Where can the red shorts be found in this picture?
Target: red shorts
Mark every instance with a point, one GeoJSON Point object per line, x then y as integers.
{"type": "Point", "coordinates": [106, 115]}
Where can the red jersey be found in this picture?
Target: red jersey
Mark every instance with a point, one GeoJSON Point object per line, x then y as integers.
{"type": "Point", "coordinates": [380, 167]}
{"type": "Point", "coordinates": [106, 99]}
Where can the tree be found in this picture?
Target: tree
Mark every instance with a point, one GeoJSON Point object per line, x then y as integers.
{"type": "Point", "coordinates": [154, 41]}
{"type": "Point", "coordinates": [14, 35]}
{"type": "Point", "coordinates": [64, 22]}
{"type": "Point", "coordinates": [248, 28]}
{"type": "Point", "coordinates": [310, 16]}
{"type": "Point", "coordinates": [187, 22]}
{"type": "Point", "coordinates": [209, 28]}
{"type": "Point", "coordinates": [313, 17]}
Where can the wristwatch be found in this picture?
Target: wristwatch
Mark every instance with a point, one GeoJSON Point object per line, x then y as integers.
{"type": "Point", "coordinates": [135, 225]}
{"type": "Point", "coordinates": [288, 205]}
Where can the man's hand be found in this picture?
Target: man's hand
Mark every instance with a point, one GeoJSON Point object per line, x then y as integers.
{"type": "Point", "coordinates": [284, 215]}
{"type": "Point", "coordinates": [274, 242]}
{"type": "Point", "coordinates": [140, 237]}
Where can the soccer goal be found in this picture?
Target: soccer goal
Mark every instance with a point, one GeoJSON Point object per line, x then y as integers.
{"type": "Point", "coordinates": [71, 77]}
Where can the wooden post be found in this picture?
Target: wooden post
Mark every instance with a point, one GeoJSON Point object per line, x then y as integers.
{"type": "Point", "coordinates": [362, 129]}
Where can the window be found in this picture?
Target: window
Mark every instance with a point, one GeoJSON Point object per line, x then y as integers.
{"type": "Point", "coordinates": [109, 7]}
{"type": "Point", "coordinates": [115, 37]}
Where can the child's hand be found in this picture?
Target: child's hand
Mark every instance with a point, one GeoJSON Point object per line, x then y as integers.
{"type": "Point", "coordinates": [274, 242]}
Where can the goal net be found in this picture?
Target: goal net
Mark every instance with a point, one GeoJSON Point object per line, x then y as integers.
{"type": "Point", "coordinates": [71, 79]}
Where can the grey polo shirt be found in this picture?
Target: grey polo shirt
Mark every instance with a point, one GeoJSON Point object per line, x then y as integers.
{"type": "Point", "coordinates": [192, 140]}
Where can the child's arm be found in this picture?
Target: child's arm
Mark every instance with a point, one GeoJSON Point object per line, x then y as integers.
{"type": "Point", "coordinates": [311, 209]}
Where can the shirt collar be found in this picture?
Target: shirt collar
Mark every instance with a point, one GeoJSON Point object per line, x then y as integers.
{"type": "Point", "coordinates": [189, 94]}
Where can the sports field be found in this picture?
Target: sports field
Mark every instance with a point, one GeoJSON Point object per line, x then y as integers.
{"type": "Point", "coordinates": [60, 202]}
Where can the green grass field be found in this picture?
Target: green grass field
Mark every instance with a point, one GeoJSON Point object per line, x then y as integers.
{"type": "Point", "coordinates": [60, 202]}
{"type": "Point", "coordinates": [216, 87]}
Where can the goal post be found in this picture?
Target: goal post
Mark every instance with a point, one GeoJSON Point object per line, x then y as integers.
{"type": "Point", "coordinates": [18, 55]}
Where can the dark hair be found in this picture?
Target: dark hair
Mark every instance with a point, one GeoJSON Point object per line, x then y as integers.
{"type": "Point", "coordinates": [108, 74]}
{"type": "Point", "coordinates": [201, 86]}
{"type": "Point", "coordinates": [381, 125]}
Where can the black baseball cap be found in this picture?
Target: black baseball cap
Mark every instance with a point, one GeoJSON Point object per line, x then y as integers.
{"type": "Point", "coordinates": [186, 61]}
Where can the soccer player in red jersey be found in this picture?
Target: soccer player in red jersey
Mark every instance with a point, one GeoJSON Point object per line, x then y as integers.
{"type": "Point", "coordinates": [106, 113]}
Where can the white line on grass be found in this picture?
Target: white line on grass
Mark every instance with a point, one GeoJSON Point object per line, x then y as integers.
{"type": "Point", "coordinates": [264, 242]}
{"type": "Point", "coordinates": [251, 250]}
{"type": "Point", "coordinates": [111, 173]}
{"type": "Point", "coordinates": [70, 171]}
□ □ □ □
- **WORK ORDER**: This exercise calls for every record above to be written out again exactly.

- **EXERCISE RESULT**:
Where can the red shorts be found in this picture?
Target: red shorts
Mark every instance with a point, one GeoJSON Point object per line, x then y as integers.
{"type": "Point", "coordinates": [106, 115]}
Where can the red jersey be found in this picture?
Target: red jersey
Mark every instance with a point, one GeoJSON Point object per line, x then y as integers.
{"type": "Point", "coordinates": [380, 167]}
{"type": "Point", "coordinates": [106, 99]}
Where can the tree be found in this picture?
Target: tree
Mark every instance with a point, one GeoJSON Point object per line, x then y as integers.
{"type": "Point", "coordinates": [154, 41]}
{"type": "Point", "coordinates": [14, 35]}
{"type": "Point", "coordinates": [64, 22]}
{"type": "Point", "coordinates": [248, 28]}
{"type": "Point", "coordinates": [310, 16]}
{"type": "Point", "coordinates": [187, 22]}
{"type": "Point", "coordinates": [209, 28]}
{"type": "Point", "coordinates": [313, 17]}
Where can the wristwatch be found in this picture?
Target: wristwatch
Mark every instance with a point, one GeoJSON Point object per line, x then y as integers.
{"type": "Point", "coordinates": [135, 225]}
{"type": "Point", "coordinates": [288, 205]}
Where can the man's hand be found in this picture?
Target: man's hand
Mark every instance with a point, one GeoJSON Point object per line, x then y as integers.
{"type": "Point", "coordinates": [284, 215]}
{"type": "Point", "coordinates": [274, 242]}
{"type": "Point", "coordinates": [140, 237]}
Where can the soccer goal be found in this picture?
Target: soccer goal
Mark every instance with a point, one GeoJSON Point object per line, x then y as integers.
{"type": "Point", "coordinates": [71, 77]}
Where can the wooden post be found in this picture?
Target: wooden post
Mark every instance with a point, one GeoJSON Point object per line, x then y as integers.
{"type": "Point", "coordinates": [362, 129]}
Where can the window be found in this picture?
Target: window
Mark every instance with a point, one GeoJSON Point object per line, x then y as integers.
{"type": "Point", "coordinates": [109, 7]}
{"type": "Point", "coordinates": [115, 37]}
Where can the child's hand be found in this picture?
Target: child's hand
Mark every instance with a point, one GeoJSON Point object per line, x then y as integers.
{"type": "Point", "coordinates": [274, 242]}
Where can the goal net be found in this picture?
Target: goal net
Mark every instance with a point, one GeoJSON Point object per line, x then y as integers.
{"type": "Point", "coordinates": [71, 79]}
Where can the grey polo shirt be found in this picture?
Target: grey polo shirt
Mark every instance with a point, one GeoJSON Point object per line, x then y as integers.
{"type": "Point", "coordinates": [192, 140]}
Where can the child's arm be found in this picture?
Target: child's arm
Mark every instance with a point, one GeoJSON Point object per line, x then y as integers.
{"type": "Point", "coordinates": [311, 209]}
Where can the shirt collar be found in this picture?
Target: shirt collar
Mark every instance with a point, one GeoJSON Point object per line, x then y as integers.
{"type": "Point", "coordinates": [189, 94]}
Where can the sports field be found in this picture?
Target: sports field
Mark every instance with a point, one GeoJSON Point object per line, x then y as integers.
{"type": "Point", "coordinates": [60, 202]}
Where can the green grass field be found in this picture?
Target: green grass field
Mark every instance with a point, one GeoJSON Point object per line, x then y as integers.
{"type": "Point", "coordinates": [60, 202]}
{"type": "Point", "coordinates": [216, 87]}
Where can the goal post be found in this picture?
Target: goal post
Mark every instance with a point, one GeoJSON Point object per line, x then y as integers.
{"type": "Point", "coordinates": [18, 55]}
Where can the dark hair be found in this picture?
Target: dark hair
Mark every instance with a point, one GeoJSON Point object per line, x then y as integers.
{"type": "Point", "coordinates": [108, 74]}
{"type": "Point", "coordinates": [201, 86]}
{"type": "Point", "coordinates": [381, 125]}
Where can the black baseball cap be found in this picture?
Target: black baseball cap
Mark every instance with a point, one GeoJSON Point object per line, x then y as integers.
{"type": "Point", "coordinates": [186, 61]}
Where can the soccer player in red jersey be found in this picture?
Target: soccer player in red jersey
Mark every instance with a point, one GeoJSON Point object per line, x then y as integers.
{"type": "Point", "coordinates": [106, 113]}
Where can the white line on grass be found in this picture?
Target: white line on grass
Mark every instance with a point, one GeoJSON Point object per line, x then y as integers.
{"type": "Point", "coordinates": [264, 242]}
{"type": "Point", "coordinates": [251, 250]}
{"type": "Point", "coordinates": [111, 173]}
{"type": "Point", "coordinates": [70, 171]}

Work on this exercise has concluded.